Entries taken from a collection →
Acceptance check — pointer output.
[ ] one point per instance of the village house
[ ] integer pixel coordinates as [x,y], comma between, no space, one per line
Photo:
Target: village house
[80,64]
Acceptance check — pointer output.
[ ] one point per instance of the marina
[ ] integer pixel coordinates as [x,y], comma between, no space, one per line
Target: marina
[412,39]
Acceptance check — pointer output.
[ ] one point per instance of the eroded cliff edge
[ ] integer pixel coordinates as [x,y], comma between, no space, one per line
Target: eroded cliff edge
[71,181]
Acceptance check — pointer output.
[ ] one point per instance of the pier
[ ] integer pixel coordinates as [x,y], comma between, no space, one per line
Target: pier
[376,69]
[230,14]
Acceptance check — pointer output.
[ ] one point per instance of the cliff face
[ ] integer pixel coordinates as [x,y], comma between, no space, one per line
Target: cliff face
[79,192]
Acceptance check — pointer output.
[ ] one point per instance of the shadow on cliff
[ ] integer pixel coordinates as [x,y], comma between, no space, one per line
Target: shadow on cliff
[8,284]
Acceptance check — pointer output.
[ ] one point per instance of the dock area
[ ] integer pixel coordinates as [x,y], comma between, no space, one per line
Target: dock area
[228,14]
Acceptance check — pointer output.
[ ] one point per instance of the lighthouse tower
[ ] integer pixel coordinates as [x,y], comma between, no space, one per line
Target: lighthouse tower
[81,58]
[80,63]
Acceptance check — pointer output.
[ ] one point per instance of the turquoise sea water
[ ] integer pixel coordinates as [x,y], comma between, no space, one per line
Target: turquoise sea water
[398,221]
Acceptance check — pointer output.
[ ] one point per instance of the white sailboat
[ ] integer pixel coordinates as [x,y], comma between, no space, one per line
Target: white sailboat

WHAT YOU WILL DO → Repeat back the data above, exact to the last character.

FULL OUTPUT →
Acceptance check — pointer output.
[ ] one point per instance of the village house
[ ] integer pixel coordinates as [x,y], comma between, no space, one per line
Photo:
Target: village house
[80,64]
Acceptance check — pointer output.
[ ] one point per instance of the marina
[ ] integer pixel coordinates as [x,y], comma between, no space, one per line
Target: marina
[412,39]
Acceptance check — pointer output.
[ ] one point per instance of the eroded cliff edge
[ ] integer pixel coordinates as [x,y], comma between, no space, one per line
Target: eroded cliff edge
[71,181]
Acceptance check — pointer output.
[ ] one point per instance of the pier
[ ] integer pixel coordinates as [x,y], comma between, no space, one per line
Target: pier
[376,69]
[230,14]
Acceptance check — pointer output.
[ ] one point per instance of the cliff face
[ ] integer pixel coordinates as [x,y], comma between, no space, one per line
Target: cliff face
[79,192]
Acceptance check — pointer output.
[ ] one point per instance of the shadow on cliff
[ ] integer pixel coordinates as [x,y], comma between, no space, one per line
Target: shadow on cliff
[8,284]
Acceptance check — pointer output.
[ ] one point per instance of the dock area
[ ] integer pixel coordinates as [x,y], comma between, no space, one per line
Target: dock area
[228,14]
Acceptance check — pointer output.
[ ] one point per instance of the lighthouse tower
[ ] integer pixel coordinates as [x,y], comma between, no space, one per line
Target: lighthouse tower
[81,58]
[80,63]
Acceptance check — pointer output.
[ ] one point per instance of the turquoise sea water
[ ] integer pixel coordinates as [x,y], comma between, no space, one per line
Target: turquoise sea water
[398,221]
Acceptance check — pointer output.
[ ] one point per instance of the white sailboat
[ ] integer pixel coordinates as [x,y], comma between, no space, one per line
Target: white sailboat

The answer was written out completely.